Document passage:
● ● ● ● ● ● ●

The group includes many eminent scientists and science professionals that have worked with the SMG in the past, including former chair of the IPCC Sir Robert Watson, former Co-Director of the Grantham Institute Prof Joanna Haigh, Chair of Biochemistry of Solar Energy at Imperial and Fellow of the Royal Society Prof Alfred William Rutherford, Professor of Resources and Environmental Policy at UCL Paul Ekins and broadcaster Chris Packham. They have made their rebuttal as former Chief Scientific Advisor to the government Sir David King has also spoken out against the museum’s partnerships with fossil fuel companies in today’s Guardian, saying:
“You need to lay down your conditions before giving credit to them in the Science Museum. One of those conditions should be a commitment to no further investment in oil discovery and no further investment in [oil and gas] infrastructure – that is a relatively simple thing and would have a very significant impact.”
In response to November’s open letter, Archer wrote to just a handful of the signatories in a bid to defend the sponsorship deals, claiming the museum had been subjected to ‘incorrect claims’ and ‘false attacks’, and offering to meet. The signatories have chosen to respond to her collectively, writing to her yesterday to debunk several points she makes:
1. Adani Green Energy’s connections to the Adani Group’s coal operations
Archer says that ‘incorrect claims’ have been made about the newly announced sponsor of the Energy Revolution Gallery, Adani Green Energy, which she argues is independent from the other firms that form the Adani Group and should therefore not be criticised for being linked to coal mining.
The signatories respond that Adani Green Energy:
‘is an integrated part of the wider Adani Group, which is involved in major coal mining activities in India, Indonesia and Australia. The entire Adani brand will benefit and gain legitimacy through its association with the SMG. You signed the sponsorship agreement with the Chairman of the Adani Group, who is also chair of Adani Green Energy, just one demonstration of the absence of any meaningful separation between the two. It is disappointing and, frankly, patronising to suggest that those raising concerns about the SMG partnering with a company with links to the coal industry have somehow misunderstood the situation.’
2. Working with fossil fuel companies
Archer argues that:
‘Given the enormous expertise and wealth tied up in major energy companies, they need to play a much bigger role in urgent change to prevent a climate catastrophe. This potential explains the position taken by the Science Museum Group over the past decade that it would be counter-productive to rule out engaging with the entire sector.’
The signatories respond that:
‘you are conflating ‘engagement’ with the endorsement that comes from ‘financial sponsorship’ and ‘public branding’… The fossil fuel-producing companies you are endorsing have track records of denial, delay and obfuscation, as well as clear weaknesses and loopholes within their current decarbonisation plans which many agree are insufficient.’
They share the concerns of former SMG trustee Hannah Fry who wrote in the Times that ‘by allowing such public ties with these companies, I worry that the Science Museum gives the false impression that scientists believe the current efforts of fossil fuel companies are sufficient to avoid disaster.’ This, say the signatories:
‘clearly conflicts with the SMG’s role in promoting the public’s understanding of science. Indeed, a flagship for science should not be brushing off the concerns of scientists about the reputational damage being done to science as a whole, as well as the detrimental impact that defending the fossil fuel industry will have on the young people who make up such a key part of your audience.’
3. The non-disparagement or ‘gagging’ clause
‘false claims made, including the unfounded allegation that a standard, reciprocal commercial clause, which appears in most sponsorship contracts the museum has signed, has ‘gagged’ our curatorial teams. This is not true. Our sponsorship agreements in no way impinge on the research, collecting, curation or interpretation carried out by our curators for exhibitions and galleries, nor on the content of our events.’
The signatories state that ‘we believe the clause to be compromising, unnecessary and unwise in this particular context’ and take Archer to task on her misrepresentation of the concerns that have been raised:
‘The integrity of the SMG’s excellent curators has not been called into question. We are certainly concerned about the potential for curatorial self-censorship but this is just one worrying consequence. We are much more concerned by the recent examples of yourself and Sir Ian Blatchford’s lack of impartiality when publicly defending these fossil fuel companies from reasonable criticism – sometimes appearing to use the companies’ own talking points to do so. The clause therefore appears to be obliging the museum’s leadership to defend Shell and Adani from criticism when these are companies that are involved in highly damaging activities such as coal mining on Indigenous lands in India, Australia and Indonesia and seismic testing off the fragile coast of South Africa.’
4. Engaging with critics
Finally the letter calls on Archer and the museum to be:
‘open to reasonable criticism rather than responding with defensiveness to the substance of concerns that your own advisors and those of the wider scientific community have raised. We hope you are now willing to engage with your critics in a genuine and meaningful way; not just scientists but the Indigenous communities and young people who have raised deeply-held concerns and been brushed off.’
It reiterates the open letter’s request that the SMG commit to a moratorium on partnerships with fossil fuel producing companies. The signatories offer to meet with Archer, represented by a small group, on the record, to discuss their concerns further.

● ● ● ● ● ● ●

Records shown:

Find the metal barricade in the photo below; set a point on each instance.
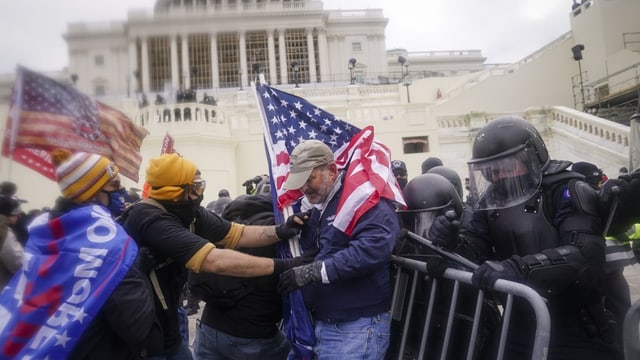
(632, 332)
(407, 293)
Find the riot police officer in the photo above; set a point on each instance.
(537, 223)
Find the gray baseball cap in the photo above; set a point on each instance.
(305, 157)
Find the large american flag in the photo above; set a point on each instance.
(46, 114)
(289, 120)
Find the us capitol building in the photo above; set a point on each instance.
(186, 68)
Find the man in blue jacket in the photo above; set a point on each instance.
(347, 288)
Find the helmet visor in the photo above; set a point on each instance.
(505, 181)
(419, 221)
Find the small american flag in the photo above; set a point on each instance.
(289, 119)
(48, 115)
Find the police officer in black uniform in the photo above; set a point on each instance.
(537, 223)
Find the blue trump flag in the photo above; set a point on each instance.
(71, 266)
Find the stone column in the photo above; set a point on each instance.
(132, 82)
(323, 55)
(243, 58)
(312, 56)
(272, 58)
(145, 66)
(215, 78)
(284, 78)
(175, 71)
(185, 62)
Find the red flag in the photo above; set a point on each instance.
(46, 114)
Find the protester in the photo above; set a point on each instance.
(347, 288)
(241, 315)
(545, 233)
(181, 234)
(81, 289)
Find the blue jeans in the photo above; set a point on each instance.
(182, 352)
(212, 344)
(364, 338)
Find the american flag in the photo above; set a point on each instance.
(289, 120)
(46, 114)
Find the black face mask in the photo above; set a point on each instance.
(185, 210)
(402, 182)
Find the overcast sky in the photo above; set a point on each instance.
(505, 30)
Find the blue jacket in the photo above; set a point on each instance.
(357, 266)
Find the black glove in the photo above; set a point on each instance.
(513, 268)
(444, 232)
(291, 228)
(436, 265)
(282, 265)
(298, 277)
(145, 260)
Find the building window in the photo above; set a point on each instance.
(297, 51)
(415, 144)
(100, 90)
(257, 53)
(228, 60)
(199, 61)
(159, 50)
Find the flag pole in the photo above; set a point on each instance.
(294, 247)
(15, 118)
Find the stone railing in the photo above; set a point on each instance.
(612, 136)
(155, 115)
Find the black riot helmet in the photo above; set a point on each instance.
(428, 196)
(450, 175)
(508, 159)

● ● ● ● ● ● ●

The problem:
Reproduce the Science Museum passage between "In response to" and "to coal mining.", inclusive, swapping "signatories" for "co-signers".

Result of the task:
In response to November’s open letter, Archer wrote to just a handful of the co-signers in a bid to defend the sponsorship deals, claiming the museum had been subjected to ‘incorrect claims’ and ‘false attacks’, and offering to meet. The co-signers have chosen to respond to her collectively, writing to her yesterday to debunk several points she makes:
1. Adani Green Energy’s connections to the Adani Group’s coal operations
Archer says that ‘incorrect claims’ have been made about the newly announced sponsor of the Energy Revolution Gallery, Adani Green Energy, which she argues is independent from the other firms that form the Adani Group and should therefore not be criticised for being linked to coal mining.